Records contained in a dataset

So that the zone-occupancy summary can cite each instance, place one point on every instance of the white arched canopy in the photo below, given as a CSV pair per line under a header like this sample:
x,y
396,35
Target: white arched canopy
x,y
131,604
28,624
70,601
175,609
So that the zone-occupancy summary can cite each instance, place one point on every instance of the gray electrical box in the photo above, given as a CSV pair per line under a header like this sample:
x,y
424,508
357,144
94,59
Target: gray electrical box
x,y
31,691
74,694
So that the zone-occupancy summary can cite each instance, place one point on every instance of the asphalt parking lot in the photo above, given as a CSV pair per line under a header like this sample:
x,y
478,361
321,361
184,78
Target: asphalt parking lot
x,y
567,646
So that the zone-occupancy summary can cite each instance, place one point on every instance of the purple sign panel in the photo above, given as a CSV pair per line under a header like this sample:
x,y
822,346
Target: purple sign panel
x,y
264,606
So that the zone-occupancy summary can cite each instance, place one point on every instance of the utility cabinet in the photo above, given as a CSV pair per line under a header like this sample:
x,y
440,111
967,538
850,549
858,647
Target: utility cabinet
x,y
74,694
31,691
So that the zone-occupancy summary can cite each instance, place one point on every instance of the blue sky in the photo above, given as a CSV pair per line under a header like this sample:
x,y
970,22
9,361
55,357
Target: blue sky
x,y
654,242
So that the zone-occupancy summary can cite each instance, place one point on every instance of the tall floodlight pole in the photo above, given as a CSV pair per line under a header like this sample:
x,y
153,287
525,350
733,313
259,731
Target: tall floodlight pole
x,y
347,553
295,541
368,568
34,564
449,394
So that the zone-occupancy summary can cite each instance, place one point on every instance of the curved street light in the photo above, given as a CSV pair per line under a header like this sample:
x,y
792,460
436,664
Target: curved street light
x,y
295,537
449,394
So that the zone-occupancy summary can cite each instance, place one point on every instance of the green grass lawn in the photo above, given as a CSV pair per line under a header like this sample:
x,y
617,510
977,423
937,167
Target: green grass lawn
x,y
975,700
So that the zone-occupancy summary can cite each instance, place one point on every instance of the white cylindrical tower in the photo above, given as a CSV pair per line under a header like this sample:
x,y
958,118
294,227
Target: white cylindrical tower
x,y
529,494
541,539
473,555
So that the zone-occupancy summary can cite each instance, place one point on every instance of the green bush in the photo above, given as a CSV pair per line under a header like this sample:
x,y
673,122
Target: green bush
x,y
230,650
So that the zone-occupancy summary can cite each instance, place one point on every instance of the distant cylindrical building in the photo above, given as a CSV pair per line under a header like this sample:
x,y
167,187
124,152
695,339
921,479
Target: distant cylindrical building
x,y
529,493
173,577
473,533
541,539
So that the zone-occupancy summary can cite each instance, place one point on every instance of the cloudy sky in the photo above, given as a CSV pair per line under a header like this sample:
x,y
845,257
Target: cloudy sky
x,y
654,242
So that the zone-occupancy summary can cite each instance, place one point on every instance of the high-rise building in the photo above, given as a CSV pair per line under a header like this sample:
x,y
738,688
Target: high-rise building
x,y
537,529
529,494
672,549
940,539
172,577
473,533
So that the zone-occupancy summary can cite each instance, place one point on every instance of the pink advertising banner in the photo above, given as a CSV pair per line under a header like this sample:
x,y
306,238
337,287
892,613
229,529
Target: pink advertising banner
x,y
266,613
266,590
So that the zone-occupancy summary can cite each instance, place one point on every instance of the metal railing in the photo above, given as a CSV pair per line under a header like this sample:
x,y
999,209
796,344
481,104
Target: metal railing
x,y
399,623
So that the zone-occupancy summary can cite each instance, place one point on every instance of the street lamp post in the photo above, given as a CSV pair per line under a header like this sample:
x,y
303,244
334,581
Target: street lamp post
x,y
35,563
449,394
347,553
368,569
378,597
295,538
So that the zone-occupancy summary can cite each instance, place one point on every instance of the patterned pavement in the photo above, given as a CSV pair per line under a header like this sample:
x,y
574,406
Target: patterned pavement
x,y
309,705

**What you are asked to do:** Return every record above exactly, line by line.

**Answer:**
So that the zone-occupancy summary can cite each instance, place one point on every instance of the white arched canopy in the photo below, given as a CSV pair per line under a header like this sample:
x,y
396,35
Target: white arched canopy
x,y
131,604
28,624
70,601
175,609
So that the zone-occupancy summary can cite each instance, place one point on every instance of the gray electrical box in the photo above, given as a CSV pair per line under a header like this sample:
x,y
424,508
357,144
94,59
Target: gray electrical box
x,y
31,691
74,694
So that the zone-occupancy summary can cite each instance, place one point on every instance of the asphalt parking lot in the photo above, given as a CSV pair per line under a header like this sample:
x,y
478,361
321,361
184,78
Target: asphalt parking lot
x,y
567,646
So that the zone-occupancy summary can cite each instance, place one point on every instance of the purple sign panel in the photo above, given as a CSV pair per line under a header like this sample:
x,y
822,346
Target: purple sign panel
x,y
264,606
So that the zone-occupancy summary can cite each instance, place one point on every instance of the utility cabinet in the photo above, given as a CSV pair per line under a header like this sample:
x,y
440,111
967,538
850,549
858,647
Target: utility cabinet
x,y
74,694
31,691
So that the zone-occupancy summary can cite each instance, place one point on every instance of the blue sky in the photo above, given as a CSV pair per line under a header like this sample:
x,y
970,22
9,361
55,357
Target: blue sky
x,y
654,242
So that the zone-occupancy summary can cite each instance, place one point on every instance of the tall floodlight pole in the photo above, given as a CSV pair per line under a header like this sample:
x,y
153,287
525,350
733,313
259,731
Target: tall floodlight pole
x,y
347,553
295,541
368,568
34,564
449,394
So that the zone-occupancy summary can cite each instance, place one point on every instance of the curved street light in the photo above, given as a CSV pair per line under a header like this sample:
x,y
792,460
436,664
Target: curved street light
x,y
295,537
449,394
So that the zone-occupancy summary can cite each instance, place one point on every instance of the green grass lawn in the photo above, given as a CSV pair per line under a header like this sample:
x,y
617,510
977,423
937,167
Target: green grass lawn
x,y
975,700
So that the zone-occupancy summary can cite each instance, place one point on every instance of the white cylindrical tower in the photo above, given as a CSV pair per line under a header like this sample:
x,y
958,118
294,227
Target: white cylindrical tower
x,y
529,494
541,539
473,555
So that the zone-occupancy summary can cite each instance, place one point on every instance of the green bush in the photo above, given as a CSV pair per line under a header like this sample:
x,y
673,122
Target: green bush
x,y
230,650
So that the zone-occupancy summary can cite each instance, place one point on every instance of the distant cylindrical building in the photo above, given as a CSV pair per line under a header like this sample:
x,y
167,187
124,152
695,339
921,479
Target: distant cylindrical building
x,y
529,493
173,577
473,533
541,539
So that the zone-occupancy summary can cite each instance, place one point on every instance of the cloudy sky in the photo above, given as a CSV pair per line under a header like this sample:
x,y
845,257
Target: cloudy sky
x,y
654,242
So that the zone-occupancy summary can cite each instance, place one point on every instance of the high-rise building in the photo above, given as a CSV pair per line under a header like this sample:
x,y
738,688
Target: high-rise building
x,y
537,529
529,494
672,549
940,539
172,577
473,533
So that the zone-occupancy summary can cite each instance, place one point on every instance of the pink advertising banner in the photo above, given as a CSV pair per line under a header like this sample:
x,y
306,238
337,287
892,613
229,529
Target: pink advertising banner
x,y
266,613
266,590
So that the zone-occupancy summary can cite each instance, place one point on every instance of the metal railing in the photo above, given as a CSV pair per line under a header like this sample:
x,y
999,209
796,344
481,104
Target: metal railing
x,y
399,623
So that the zone-occupancy summary can cite each instance, place one point on every instance of the street lamp post in the photo above, given as a CSV pair per line under a header like this sample:
x,y
303,244
334,581
Target: street lamp post
x,y
35,563
449,394
347,553
368,569
378,597
295,538
So that the zone-occupancy summary can cite each instance, place one point on every instance of the patterned pavement in the photo above, given as a CSV pair per line under a header like this sample:
x,y
574,406
Target: patterned pavement
x,y
309,705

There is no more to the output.